Stated goal 1 –
Find every line in the records that contains the word "woman", and copy each of those lines.

Mutuku v Republic (Criminal Appeal E005 of 2022)  KEHC 15909 (KLR) (1 December 2022) (Judgment)
Neutral citation:  KEHC 15909 (KLR)
Republic of Kenya
Criminal Appeal E005 of 2022
GMA Dulu, J
December 1, 2022
Benjamin Makumu Mutuku
(Being an appeal from the original judgment of Hon. J.O Magori in Makindu Senior Principal Magistrate’s Court PM Criminal Case No.679 of 2014 pronounced on 6th January 2022)
1.The appellant was charged in the magistrate’s court with seven counts. He was however acquitted of four (4) counts, but convicted on count five (5), six (6) and seven (7).
2.Count 5 was for forgery contrary to section 349 of the Penal Code. The particulars of offence were that on 16th May 2008 at Mweini in Nguu Division Nzaui District within Makueni County, with intent to defraud jointly with Eunice Ndunge Mutuku and Joseph Munyao Maitha forged a land sale agreement purporting it to be a genuine document made between them and Nzioka Mbisi (deceased)
3.Count 6 was for uttering a false document with intent to defraud contrary to section 353 of the Penal Code. The particulars of offence were that on 16th May 2008 at Mweini in Nguu Division, Nzaui District within Makueni County, knowingly and fraudulently uttered a false document namely a land sale agreement to No.49803 Sgt. Martin Wanjala purporting it to be a genuine document.
4.Count 7 was for giving false information to a Public Officer contrary to section 129(a) of the Penal Code. The particulars of offence were that on 15th December 2012 at Emali CID office, Nzaui District within Makueni County informed No.49803 Sgt. Maartin Wanjala a person employed in the police service that he bought 30 acres of land from Nzoka Mbisi (deceased) and produced a land sale agreement, information which he knew to be false, intending thereby to cause the said No. 49803 Sg. Martin Wanjala to believe that the land sale agreement was genuine, which he ought not to have done if the true state of facts respecting which such information was given had been known to him.
5.On conviction of the above three (counts), he was sentenced to serve three (3) years imprisonment on each of the three counts, the sentences to run concurrently, thus a total sentence of 3 years imprisonment.
6.Dissatisfied with the conviction and sentence, the appellant has come to this court on appeal through counsel M/s Maanzo & Company advocates on the following grounds –
7.The appeal was canvassed through filing of written submissions. In this regard, I have perused and considered the submissions filed by Maanzo & Company advocates for the appellant and those filed by the Director of Public Prosecutions. I note that the Director of Public Prosecutions conceded to the appeal.
8.In proving their case, the prosecution called 11 witnesses. In his defence, the appellant tendered sworn defence testimony and called two witnesses.
9.This being a first appeal, I am duty bound to evaluate the evidence on record afresh, and come to my own independent conclusions and inferences – see Okeno –vs- Republic (1972) E.A 32.
10.I have also to bear in mind the provisions of section 107 of the Evidence Act (Cap. 80), that he who alleges has the burden to prove the allegation. This being a criminal case, the prosecution was required to prove all the elements of each of the three offences beyond any reasonable doubt.
11.I have considered the evidence on record with regard to each of the three (3) charges on which the appellant was convicted.
12.With regard to the forgery charge (count 5), the evidence is that the appellant forged an agreement for purchase of land from Nzoka Mbisi (deceased). The evidence on record is that he drafted the agreement, and signed it infront of other people. No evidence was tendered alleging that he forged the signature of the seller, nor that the alleged seller (now deceased) was not the one who offered to sell the land.

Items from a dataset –

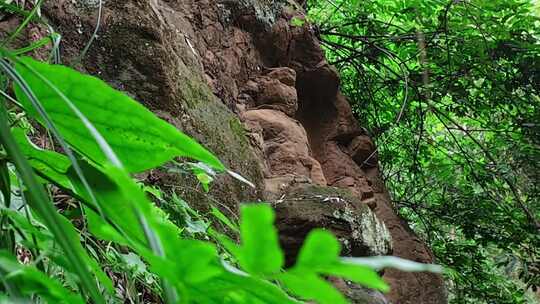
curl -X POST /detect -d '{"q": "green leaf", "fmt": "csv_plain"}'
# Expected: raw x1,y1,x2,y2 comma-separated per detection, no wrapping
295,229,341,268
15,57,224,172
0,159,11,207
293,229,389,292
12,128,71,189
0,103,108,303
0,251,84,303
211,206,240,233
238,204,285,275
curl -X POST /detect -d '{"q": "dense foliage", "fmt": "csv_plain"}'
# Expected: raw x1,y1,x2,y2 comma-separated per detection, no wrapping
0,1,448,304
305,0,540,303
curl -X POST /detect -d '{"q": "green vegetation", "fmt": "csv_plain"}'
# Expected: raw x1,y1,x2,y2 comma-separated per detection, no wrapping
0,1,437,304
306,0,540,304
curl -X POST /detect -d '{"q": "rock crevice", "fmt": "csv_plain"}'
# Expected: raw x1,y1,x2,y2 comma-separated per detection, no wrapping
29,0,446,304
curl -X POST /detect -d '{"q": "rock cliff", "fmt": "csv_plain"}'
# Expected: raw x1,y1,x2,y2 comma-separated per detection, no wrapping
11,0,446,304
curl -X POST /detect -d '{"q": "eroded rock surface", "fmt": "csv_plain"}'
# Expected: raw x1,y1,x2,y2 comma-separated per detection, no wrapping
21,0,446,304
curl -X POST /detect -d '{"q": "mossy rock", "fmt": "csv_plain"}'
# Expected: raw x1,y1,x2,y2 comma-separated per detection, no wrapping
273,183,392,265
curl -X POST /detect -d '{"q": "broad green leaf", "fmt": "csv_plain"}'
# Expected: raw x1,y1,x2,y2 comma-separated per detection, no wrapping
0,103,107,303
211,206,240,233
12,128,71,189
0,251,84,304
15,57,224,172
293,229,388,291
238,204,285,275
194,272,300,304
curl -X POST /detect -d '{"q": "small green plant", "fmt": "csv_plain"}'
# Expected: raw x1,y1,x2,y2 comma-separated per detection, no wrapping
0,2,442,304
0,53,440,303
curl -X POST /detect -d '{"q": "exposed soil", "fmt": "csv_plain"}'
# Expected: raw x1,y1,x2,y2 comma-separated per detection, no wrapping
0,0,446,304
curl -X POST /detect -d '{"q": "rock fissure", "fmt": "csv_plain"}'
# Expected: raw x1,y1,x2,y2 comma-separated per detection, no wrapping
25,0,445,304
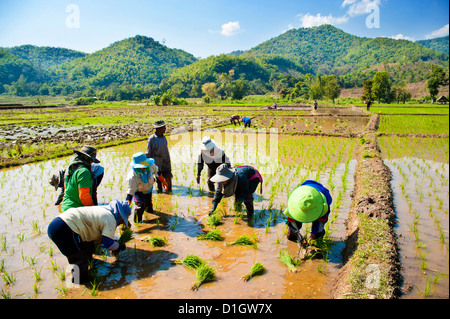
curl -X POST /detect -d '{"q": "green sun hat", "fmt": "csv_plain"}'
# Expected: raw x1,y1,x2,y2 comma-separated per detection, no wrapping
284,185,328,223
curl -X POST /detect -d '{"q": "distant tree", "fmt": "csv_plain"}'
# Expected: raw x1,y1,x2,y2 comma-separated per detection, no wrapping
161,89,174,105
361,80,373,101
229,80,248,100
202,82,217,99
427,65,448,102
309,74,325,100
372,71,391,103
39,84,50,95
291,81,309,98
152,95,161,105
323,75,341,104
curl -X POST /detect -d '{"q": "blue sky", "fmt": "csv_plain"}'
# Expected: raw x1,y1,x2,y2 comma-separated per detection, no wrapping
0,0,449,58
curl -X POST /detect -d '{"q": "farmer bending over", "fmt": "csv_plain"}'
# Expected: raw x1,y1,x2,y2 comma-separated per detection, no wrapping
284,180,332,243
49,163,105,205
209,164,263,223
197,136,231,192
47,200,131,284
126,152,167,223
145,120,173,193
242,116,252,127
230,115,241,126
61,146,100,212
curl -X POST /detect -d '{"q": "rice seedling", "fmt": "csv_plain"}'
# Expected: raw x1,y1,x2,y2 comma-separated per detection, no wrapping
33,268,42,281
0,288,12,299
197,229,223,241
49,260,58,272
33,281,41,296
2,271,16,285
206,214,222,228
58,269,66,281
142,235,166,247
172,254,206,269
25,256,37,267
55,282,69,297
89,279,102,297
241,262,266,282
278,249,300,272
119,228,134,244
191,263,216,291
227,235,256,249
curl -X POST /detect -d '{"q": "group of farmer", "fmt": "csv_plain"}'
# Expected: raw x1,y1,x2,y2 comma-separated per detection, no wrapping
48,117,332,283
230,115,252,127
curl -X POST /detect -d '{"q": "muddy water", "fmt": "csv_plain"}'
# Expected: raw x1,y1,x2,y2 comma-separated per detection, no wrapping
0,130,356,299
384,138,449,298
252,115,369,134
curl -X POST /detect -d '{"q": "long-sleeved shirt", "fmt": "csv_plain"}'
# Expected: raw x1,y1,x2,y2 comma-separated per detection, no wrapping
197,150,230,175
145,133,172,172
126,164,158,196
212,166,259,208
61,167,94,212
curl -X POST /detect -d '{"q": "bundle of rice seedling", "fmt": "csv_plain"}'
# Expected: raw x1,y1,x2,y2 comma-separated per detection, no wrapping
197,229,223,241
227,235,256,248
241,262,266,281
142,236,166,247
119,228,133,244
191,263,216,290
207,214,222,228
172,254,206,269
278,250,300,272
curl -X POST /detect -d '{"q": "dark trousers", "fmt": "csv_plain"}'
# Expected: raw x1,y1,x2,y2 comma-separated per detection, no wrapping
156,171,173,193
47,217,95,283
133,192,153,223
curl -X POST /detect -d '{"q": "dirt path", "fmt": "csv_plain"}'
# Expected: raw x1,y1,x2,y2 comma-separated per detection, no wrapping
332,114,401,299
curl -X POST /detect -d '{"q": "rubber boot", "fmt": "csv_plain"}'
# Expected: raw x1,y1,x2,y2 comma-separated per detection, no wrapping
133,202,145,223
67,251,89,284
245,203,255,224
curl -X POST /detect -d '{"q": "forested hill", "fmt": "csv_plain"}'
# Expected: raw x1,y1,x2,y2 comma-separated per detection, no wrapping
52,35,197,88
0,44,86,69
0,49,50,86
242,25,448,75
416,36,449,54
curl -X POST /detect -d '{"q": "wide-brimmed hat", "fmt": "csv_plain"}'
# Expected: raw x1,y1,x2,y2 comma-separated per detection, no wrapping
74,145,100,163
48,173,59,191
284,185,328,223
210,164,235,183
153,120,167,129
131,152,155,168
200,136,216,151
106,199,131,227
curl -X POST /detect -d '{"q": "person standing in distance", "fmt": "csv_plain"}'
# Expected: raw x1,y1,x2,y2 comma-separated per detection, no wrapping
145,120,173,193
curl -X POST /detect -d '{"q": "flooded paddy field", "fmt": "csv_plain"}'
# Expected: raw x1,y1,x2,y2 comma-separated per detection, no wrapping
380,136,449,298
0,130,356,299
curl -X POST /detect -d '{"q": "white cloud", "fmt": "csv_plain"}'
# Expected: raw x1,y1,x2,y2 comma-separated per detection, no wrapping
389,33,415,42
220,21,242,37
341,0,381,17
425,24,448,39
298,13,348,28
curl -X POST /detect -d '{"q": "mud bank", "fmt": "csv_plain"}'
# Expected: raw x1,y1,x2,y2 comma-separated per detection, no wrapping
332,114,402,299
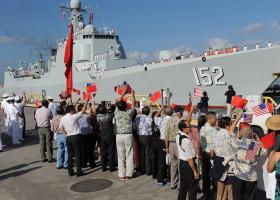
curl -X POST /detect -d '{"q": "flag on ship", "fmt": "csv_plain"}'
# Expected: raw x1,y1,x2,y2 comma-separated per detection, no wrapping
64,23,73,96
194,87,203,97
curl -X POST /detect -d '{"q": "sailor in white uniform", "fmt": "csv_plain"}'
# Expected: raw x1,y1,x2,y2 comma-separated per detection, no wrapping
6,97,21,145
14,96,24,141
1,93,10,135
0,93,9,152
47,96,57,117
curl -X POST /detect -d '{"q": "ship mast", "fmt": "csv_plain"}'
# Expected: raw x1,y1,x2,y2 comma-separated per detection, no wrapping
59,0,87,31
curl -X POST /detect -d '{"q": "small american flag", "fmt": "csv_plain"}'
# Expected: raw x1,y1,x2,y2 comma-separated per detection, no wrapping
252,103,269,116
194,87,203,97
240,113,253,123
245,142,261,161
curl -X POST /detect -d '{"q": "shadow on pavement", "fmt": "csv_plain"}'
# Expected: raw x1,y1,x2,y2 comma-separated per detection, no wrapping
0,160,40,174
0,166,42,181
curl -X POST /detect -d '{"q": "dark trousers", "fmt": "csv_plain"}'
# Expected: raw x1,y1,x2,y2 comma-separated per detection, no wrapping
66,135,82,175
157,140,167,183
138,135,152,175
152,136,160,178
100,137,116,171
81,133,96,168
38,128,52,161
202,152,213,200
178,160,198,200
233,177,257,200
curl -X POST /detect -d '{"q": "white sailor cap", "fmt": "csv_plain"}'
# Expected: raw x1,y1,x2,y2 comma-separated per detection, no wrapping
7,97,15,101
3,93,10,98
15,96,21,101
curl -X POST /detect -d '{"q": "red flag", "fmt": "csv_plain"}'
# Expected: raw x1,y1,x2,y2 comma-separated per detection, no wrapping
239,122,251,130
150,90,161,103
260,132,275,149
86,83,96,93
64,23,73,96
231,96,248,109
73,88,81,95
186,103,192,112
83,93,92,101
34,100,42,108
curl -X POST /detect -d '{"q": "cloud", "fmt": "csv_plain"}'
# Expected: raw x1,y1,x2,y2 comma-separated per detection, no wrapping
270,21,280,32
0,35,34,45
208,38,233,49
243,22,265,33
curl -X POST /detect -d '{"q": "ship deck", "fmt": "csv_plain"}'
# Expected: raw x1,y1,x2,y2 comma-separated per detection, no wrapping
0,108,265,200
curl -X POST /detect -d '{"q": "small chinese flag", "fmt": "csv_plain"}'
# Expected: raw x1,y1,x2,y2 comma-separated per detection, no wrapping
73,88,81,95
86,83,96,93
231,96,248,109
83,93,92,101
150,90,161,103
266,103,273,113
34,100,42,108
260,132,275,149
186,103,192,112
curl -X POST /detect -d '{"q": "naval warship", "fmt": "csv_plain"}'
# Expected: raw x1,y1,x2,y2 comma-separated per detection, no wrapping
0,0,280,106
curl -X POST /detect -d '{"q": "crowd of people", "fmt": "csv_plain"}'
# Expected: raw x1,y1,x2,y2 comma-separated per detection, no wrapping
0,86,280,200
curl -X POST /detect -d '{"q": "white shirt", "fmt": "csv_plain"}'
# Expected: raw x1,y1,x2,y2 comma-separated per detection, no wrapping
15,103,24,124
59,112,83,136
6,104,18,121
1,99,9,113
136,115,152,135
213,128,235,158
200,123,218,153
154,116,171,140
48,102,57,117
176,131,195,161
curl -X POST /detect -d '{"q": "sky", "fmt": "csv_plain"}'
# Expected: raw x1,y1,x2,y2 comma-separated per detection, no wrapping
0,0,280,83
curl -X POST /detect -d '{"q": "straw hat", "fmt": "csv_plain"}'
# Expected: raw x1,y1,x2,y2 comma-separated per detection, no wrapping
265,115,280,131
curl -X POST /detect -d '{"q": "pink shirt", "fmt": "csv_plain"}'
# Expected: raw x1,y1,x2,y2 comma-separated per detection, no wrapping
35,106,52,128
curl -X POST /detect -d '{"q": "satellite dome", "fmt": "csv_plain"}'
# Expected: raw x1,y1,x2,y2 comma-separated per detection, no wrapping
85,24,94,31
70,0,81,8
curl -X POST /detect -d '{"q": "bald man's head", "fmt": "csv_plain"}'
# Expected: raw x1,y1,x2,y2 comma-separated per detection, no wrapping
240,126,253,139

---

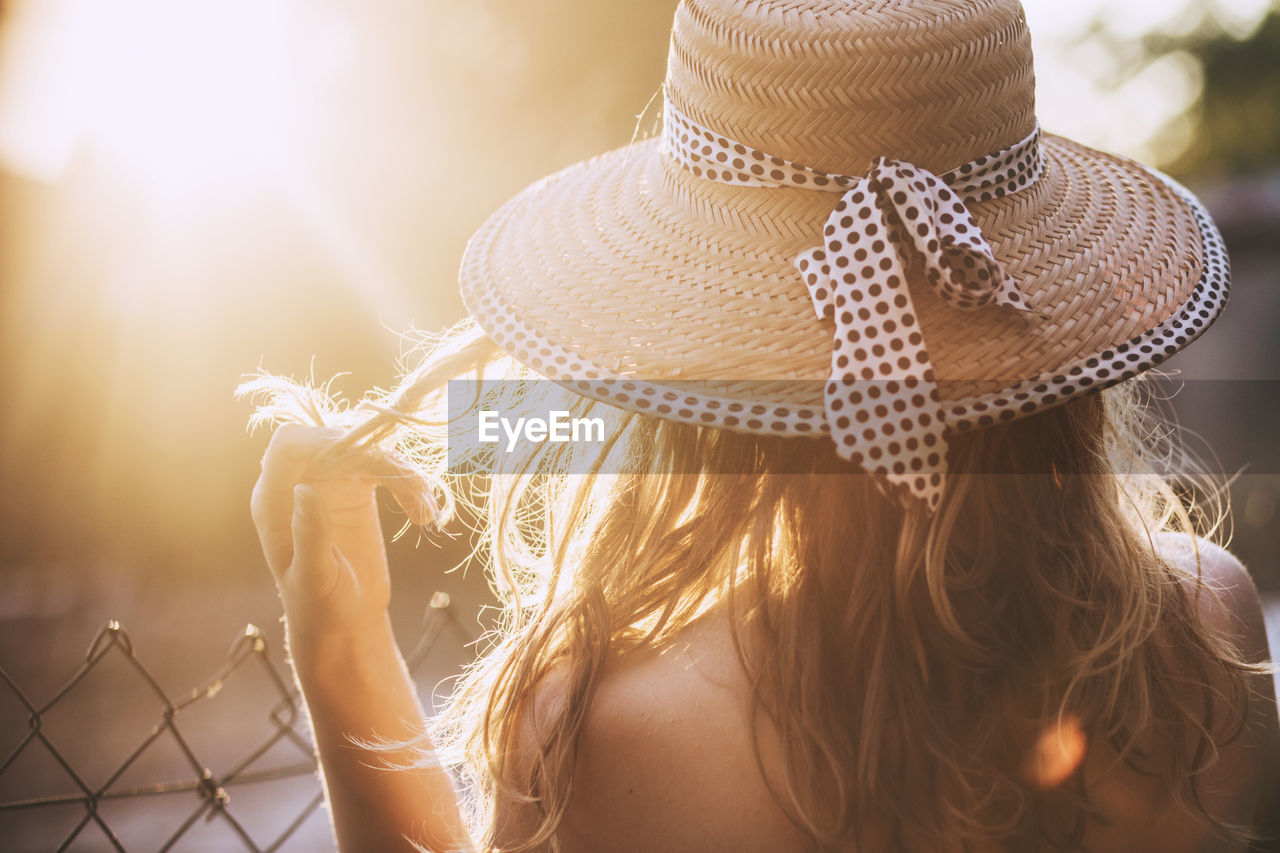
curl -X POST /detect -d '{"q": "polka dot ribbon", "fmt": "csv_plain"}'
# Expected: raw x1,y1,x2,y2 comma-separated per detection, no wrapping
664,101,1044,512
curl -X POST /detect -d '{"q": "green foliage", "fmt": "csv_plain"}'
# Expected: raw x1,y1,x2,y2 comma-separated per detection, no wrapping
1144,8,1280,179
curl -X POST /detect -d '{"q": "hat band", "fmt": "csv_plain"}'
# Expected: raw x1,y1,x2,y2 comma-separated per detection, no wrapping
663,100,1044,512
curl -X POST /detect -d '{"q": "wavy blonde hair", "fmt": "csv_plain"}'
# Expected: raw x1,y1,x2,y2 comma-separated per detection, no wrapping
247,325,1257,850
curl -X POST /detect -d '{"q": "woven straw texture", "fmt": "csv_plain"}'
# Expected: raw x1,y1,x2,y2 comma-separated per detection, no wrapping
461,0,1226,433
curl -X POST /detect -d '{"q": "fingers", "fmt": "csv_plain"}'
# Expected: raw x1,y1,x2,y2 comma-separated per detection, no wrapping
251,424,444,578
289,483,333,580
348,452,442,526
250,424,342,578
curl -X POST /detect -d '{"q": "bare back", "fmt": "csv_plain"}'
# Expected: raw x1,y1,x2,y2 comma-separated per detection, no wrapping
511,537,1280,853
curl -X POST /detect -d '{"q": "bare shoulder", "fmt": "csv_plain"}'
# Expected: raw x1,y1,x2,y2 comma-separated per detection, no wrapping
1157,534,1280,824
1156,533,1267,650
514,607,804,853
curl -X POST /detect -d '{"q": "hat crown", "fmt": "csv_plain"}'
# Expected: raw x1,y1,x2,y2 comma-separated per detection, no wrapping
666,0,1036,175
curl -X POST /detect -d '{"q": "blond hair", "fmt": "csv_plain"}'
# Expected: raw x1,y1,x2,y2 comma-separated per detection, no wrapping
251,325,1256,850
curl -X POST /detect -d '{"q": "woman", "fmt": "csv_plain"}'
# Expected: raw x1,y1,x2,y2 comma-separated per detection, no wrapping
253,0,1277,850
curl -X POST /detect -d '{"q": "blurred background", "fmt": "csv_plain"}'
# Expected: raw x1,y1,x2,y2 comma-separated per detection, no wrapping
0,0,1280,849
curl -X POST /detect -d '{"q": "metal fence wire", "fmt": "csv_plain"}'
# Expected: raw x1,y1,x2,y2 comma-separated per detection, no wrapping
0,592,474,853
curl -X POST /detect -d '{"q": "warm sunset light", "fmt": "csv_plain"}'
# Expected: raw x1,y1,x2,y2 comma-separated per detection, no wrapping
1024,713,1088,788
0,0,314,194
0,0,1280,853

...

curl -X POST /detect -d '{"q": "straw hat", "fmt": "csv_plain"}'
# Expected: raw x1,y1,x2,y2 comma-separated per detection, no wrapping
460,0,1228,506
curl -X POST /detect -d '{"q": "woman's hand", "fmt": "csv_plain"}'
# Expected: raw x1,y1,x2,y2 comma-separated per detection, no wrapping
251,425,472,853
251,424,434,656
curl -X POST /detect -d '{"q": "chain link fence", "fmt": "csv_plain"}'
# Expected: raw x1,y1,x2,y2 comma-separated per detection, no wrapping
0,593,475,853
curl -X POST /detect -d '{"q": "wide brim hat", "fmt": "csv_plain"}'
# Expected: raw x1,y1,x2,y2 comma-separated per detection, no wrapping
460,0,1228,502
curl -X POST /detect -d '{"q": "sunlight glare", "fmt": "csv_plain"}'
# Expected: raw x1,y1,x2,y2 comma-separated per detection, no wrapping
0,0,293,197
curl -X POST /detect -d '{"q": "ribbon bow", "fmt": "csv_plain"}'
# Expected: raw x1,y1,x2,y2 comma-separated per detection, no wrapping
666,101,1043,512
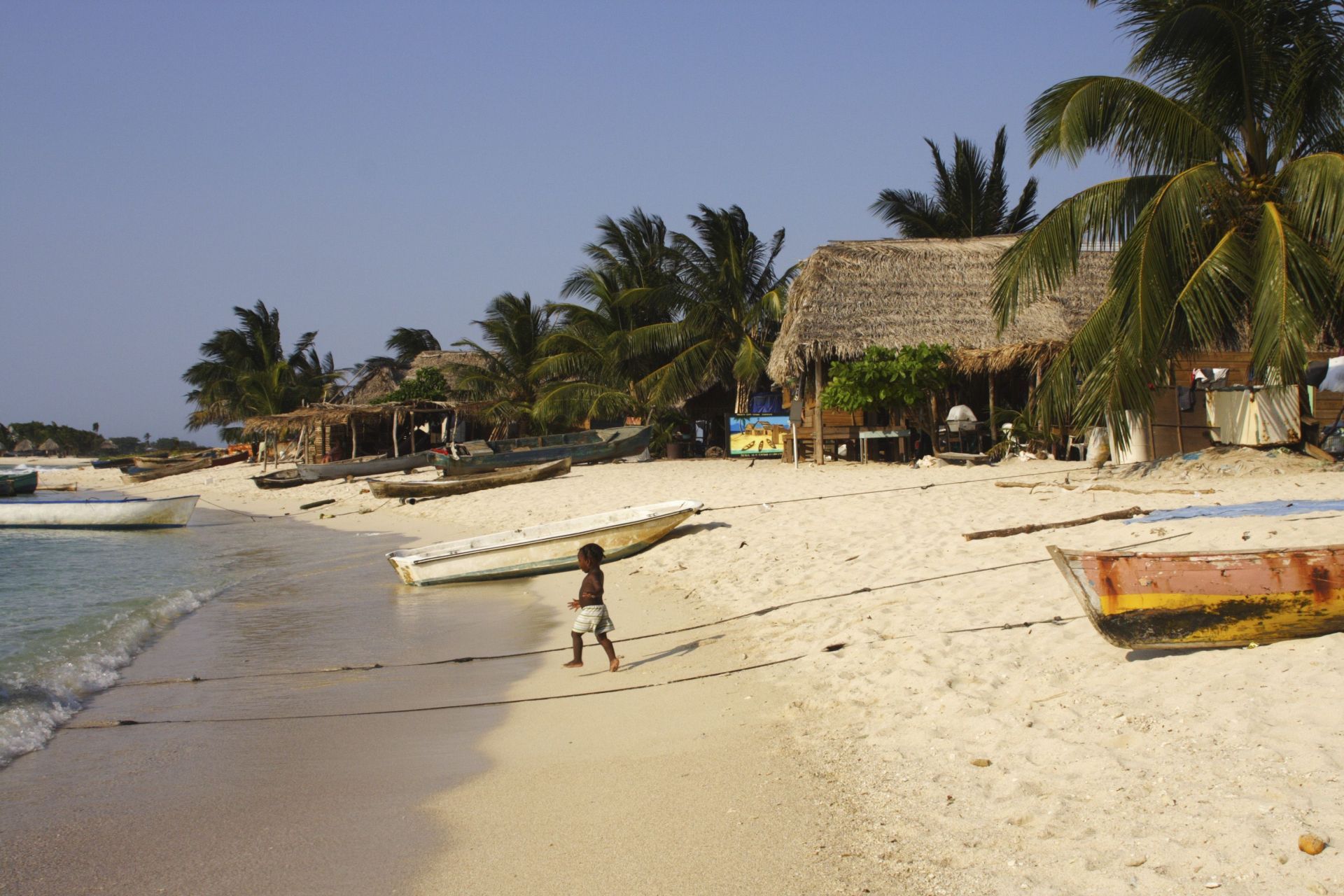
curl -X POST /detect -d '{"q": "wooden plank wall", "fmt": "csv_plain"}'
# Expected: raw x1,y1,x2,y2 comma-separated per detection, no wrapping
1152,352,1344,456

Stated goal 2 –
In the judgment, why does the court say it must weigh the evidence on record again and reach its own conclusions?

Answer 1 –
curl -X POST /detect -d '{"q": "woman", "fmt": "csv_plain"}'
curl -X POST /detect -d '{"q": "woman's hand", "fmt": "csv_plain"}'

Answer 2 –
The court says this because the case is a first appeal. On a first appeal, it is bound to look at the evidence afresh and come to its own independent conclusions and inferences.